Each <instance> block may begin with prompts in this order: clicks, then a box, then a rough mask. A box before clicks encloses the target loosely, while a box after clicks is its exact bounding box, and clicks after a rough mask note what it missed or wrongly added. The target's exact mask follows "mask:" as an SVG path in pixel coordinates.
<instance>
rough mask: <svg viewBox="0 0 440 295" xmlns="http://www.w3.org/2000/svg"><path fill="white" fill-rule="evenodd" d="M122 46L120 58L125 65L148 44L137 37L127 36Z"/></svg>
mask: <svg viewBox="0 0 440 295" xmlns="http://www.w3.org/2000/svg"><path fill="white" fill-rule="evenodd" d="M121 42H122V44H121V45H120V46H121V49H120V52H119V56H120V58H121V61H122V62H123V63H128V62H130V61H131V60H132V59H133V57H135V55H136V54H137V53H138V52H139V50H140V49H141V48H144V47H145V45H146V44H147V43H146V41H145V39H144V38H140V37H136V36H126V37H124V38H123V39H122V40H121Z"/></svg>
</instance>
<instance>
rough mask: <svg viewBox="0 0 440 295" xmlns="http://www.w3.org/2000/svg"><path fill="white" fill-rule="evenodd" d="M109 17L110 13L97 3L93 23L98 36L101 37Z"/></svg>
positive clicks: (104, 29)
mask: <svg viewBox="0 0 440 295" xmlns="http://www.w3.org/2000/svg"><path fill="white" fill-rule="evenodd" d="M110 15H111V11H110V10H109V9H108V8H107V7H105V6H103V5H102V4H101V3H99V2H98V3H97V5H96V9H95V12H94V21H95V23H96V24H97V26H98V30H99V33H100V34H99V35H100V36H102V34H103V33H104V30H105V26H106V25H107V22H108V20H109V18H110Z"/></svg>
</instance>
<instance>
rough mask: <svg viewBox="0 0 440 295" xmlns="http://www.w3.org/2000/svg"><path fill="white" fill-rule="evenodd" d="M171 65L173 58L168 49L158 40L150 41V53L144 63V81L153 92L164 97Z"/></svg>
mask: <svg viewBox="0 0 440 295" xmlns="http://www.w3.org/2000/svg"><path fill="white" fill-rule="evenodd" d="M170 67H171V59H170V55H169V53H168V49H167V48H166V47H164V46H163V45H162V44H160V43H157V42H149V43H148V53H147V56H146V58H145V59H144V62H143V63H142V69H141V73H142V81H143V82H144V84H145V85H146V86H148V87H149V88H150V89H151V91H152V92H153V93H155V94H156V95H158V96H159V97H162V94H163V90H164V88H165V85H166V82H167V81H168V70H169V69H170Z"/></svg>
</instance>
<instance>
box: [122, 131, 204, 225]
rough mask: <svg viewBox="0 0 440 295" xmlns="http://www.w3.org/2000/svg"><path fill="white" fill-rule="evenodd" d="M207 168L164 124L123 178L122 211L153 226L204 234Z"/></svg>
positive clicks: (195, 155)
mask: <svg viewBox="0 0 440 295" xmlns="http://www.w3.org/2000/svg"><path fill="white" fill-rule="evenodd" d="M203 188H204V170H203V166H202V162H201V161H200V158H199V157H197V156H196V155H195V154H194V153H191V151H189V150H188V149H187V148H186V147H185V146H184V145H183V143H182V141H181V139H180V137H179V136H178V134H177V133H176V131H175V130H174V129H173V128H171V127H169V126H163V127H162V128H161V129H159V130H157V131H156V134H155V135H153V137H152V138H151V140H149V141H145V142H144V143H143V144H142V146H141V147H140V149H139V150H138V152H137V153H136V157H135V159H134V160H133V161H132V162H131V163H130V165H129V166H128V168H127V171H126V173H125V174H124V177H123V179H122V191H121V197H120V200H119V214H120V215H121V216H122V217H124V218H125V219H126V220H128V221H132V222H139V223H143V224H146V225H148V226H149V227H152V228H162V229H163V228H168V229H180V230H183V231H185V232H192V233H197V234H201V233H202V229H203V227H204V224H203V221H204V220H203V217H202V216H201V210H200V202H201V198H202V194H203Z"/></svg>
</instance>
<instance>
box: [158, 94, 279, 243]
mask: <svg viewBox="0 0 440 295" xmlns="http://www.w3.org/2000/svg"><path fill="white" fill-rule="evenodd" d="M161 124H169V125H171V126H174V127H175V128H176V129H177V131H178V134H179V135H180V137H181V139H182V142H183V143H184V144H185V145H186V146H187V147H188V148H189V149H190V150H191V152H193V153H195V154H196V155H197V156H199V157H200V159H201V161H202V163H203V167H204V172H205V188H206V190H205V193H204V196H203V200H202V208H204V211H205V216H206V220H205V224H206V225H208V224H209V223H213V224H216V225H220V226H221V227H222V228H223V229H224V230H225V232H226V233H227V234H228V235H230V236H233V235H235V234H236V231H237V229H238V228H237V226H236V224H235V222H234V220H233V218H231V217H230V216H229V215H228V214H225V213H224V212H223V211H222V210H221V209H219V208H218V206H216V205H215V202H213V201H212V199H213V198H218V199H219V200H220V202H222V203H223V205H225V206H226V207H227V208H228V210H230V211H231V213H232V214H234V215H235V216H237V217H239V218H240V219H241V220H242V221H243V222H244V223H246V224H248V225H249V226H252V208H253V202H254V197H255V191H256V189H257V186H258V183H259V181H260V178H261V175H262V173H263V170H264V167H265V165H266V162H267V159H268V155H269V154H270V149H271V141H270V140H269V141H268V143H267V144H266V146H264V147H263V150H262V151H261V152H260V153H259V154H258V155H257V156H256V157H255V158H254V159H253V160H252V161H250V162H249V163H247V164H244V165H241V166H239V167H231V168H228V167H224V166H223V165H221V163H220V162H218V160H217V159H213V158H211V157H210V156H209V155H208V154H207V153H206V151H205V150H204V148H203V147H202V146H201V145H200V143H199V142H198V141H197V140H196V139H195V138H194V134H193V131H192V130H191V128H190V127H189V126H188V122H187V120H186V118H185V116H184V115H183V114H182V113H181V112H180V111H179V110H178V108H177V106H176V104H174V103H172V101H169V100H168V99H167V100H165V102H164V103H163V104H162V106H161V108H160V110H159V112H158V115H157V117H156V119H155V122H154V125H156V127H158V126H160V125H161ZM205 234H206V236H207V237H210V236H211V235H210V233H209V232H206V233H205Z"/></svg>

• [Work instructions]: Copy out the whole listing above verbatim, from its first line to its last.

• [Output]:
Each <instance> block may begin with prompts in this order: clicks, then a box, then a rough mask. A box before clicks encloses the target loosely, while a box after clicks is its exact bounding box, and clicks after a rough mask note what it missed or wrongly added. The target's exact mask follows "mask:" as an SVG path in pixel coordinates.
<instance>
rough mask: <svg viewBox="0 0 440 295" xmlns="http://www.w3.org/2000/svg"><path fill="white" fill-rule="evenodd" d="M122 46L120 58L125 65L148 44L137 37L127 36Z"/></svg>
mask: <svg viewBox="0 0 440 295" xmlns="http://www.w3.org/2000/svg"><path fill="white" fill-rule="evenodd" d="M121 42H122V44H121V45H120V46H121V49H120V52H119V56H120V58H121V61H122V62H123V63H128V62H130V61H131V60H132V59H133V57H135V55H136V54H137V53H138V52H139V50H140V49H141V48H144V47H145V45H146V44H147V43H146V41H145V39H144V38H140V37H136V36H126V37H124V38H123V39H122V40H121Z"/></svg>
</instance>
<instance>
rough mask: <svg viewBox="0 0 440 295" xmlns="http://www.w3.org/2000/svg"><path fill="white" fill-rule="evenodd" d="M109 17L110 13L97 3L93 23L98 36L101 37Z"/></svg>
positive clicks: (104, 29)
mask: <svg viewBox="0 0 440 295" xmlns="http://www.w3.org/2000/svg"><path fill="white" fill-rule="evenodd" d="M110 15H111V11H110V10H109V9H108V8H107V7H105V6H103V5H102V4H101V3H99V2H98V3H97V5H96V9H95V12H94V21H95V23H96V24H97V26H98V30H99V33H100V34H99V35H100V36H102V34H103V33H104V30H105V26H106V25H107V22H108V20H109V18H110Z"/></svg>
</instance>
<instance>
rough mask: <svg viewBox="0 0 440 295" xmlns="http://www.w3.org/2000/svg"><path fill="white" fill-rule="evenodd" d="M171 65L173 58L168 49L158 40L150 41V53L144 63V81L153 92L164 97Z"/></svg>
mask: <svg viewBox="0 0 440 295" xmlns="http://www.w3.org/2000/svg"><path fill="white" fill-rule="evenodd" d="M170 67H171V59H170V55H169V53H168V49H167V48H166V47H164V46H163V45H162V44H160V43H157V42H149V43H148V53H147V56H146V58H145V59H144V62H143V63H142V69H141V73H142V81H143V82H144V84H145V85H146V86H148V87H149V88H150V89H151V91H152V92H153V93H155V94H156V95H158V96H159V97H162V94H163V90H164V88H165V85H166V82H167V81H168V70H169V69H170Z"/></svg>
</instance>
<instance>
box: [122, 131, 204, 225]
rough mask: <svg viewBox="0 0 440 295" xmlns="http://www.w3.org/2000/svg"><path fill="white" fill-rule="evenodd" d="M207 168L164 124L123 178L122 211L153 226L204 234Z"/></svg>
positive clicks: (195, 155)
mask: <svg viewBox="0 0 440 295" xmlns="http://www.w3.org/2000/svg"><path fill="white" fill-rule="evenodd" d="M203 188H204V170H203V166H202V162H201V161H200V158H199V157H197V156H196V155H195V154H194V153H191V151H189V150H188V149H187V148H186V147H185V146H184V145H183V143H182V141H181V139H180V137H179V136H178V134H177V133H176V131H175V130H174V129H173V128H171V127H169V126H163V127H162V128H161V129H159V130H157V131H156V134H155V135H153V137H152V138H151V140H149V141H145V142H144V143H143V144H142V146H141V147H140V149H139V150H138V152H137V153H136V157H135V159H134V160H133V161H132V162H131V163H130V165H129V166H128V168H127V171H126V173H125V174H124V177H123V179H122V191H121V197H120V200H119V214H120V215H121V216H122V217H124V218H125V219H126V220H128V221H132V222H139V223H143V224H146V225H148V226H149V227H152V228H162V229H163V228H168V229H180V230H183V231H185V232H192V233H197V234H201V233H202V229H203V227H204V224H203V221H204V220H203V217H202V216H201V210H200V202H201V198H202V194H203Z"/></svg>
</instance>
<instance>
box: [158, 94, 279, 243]
mask: <svg viewBox="0 0 440 295" xmlns="http://www.w3.org/2000/svg"><path fill="white" fill-rule="evenodd" d="M161 124H169V125H171V126H174V127H175V128H176V129H177V131H178V134H179V135H180V137H181V139H182V142H183V143H184V144H185V145H186V146H187V147H188V148H189V149H190V150H191V152H193V153H195V154H196V155H197V156H199V157H200V159H201V161H202V163H203V167H204V172H205V188H206V190H205V193H204V196H203V200H202V208H204V211H205V216H206V220H205V224H206V225H208V224H209V223H213V224H216V225H220V226H221V227H222V228H223V229H224V230H225V232H226V233H227V234H228V235H230V236H233V235H235V234H236V231H237V229H238V228H237V226H236V224H235V222H234V220H233V218H231V217H230V216H229V215H228V214H225V213H224V212H223V211H222V210H221V209H219V208H218V206H216V205H215V202H213V201H212V199H213V198H218V199H219V200H220V202H222V203H223V205H225V206H226V207H227V208H228V210H230V211H231V213H232V214H234V215H235V216H237V217H239V218H240V219H241V220H242V221H243V222H244V223H246V224H248V225H249V226H252V208H253V202H254V197H255V191H256V189H257V186H258V183H259V181H260V178H261V175H262V173H263V170H264V167H265V165H266V162H267V159H268V155H269V154H270V149H271V141H270V140H269V141H268V143H267V144H266V146H264V147H263V150H262V151H261V152H260V153H259V154H258V155H257V156H256V157H255V158H254V159H253V160H252V161H250V162H249V163H247V164H244V165H241V166H239V167H231V168H228V167H224V166H223V165H221V163H220V162H218V160H217V159H213V158H211V157H210V156H209V155H208V154H207V153H206V151H205V150H204V148H203V147H202V146H201V145H200V143H199V142H198V141H197V140H196V139H195V138H194V134H193V131H192V130H191V128H190V127H189V126H188V122H187V120H186V118H185V116H184V115H183V114H182V113H181V112H180V111H179V110H178V108H177V106H176V104H174V103H172V101H169V100H168V99H167V100H165V102H164V103H163V104H162V106H161V108H160V110H159V112H158V115H157V117H156V119H155V122H154V125H156V127H158V126H160V125H161ZM205 234H206V236H207V237H210V236H211V235H210V233H209V232H206V233H205Z"/></svg>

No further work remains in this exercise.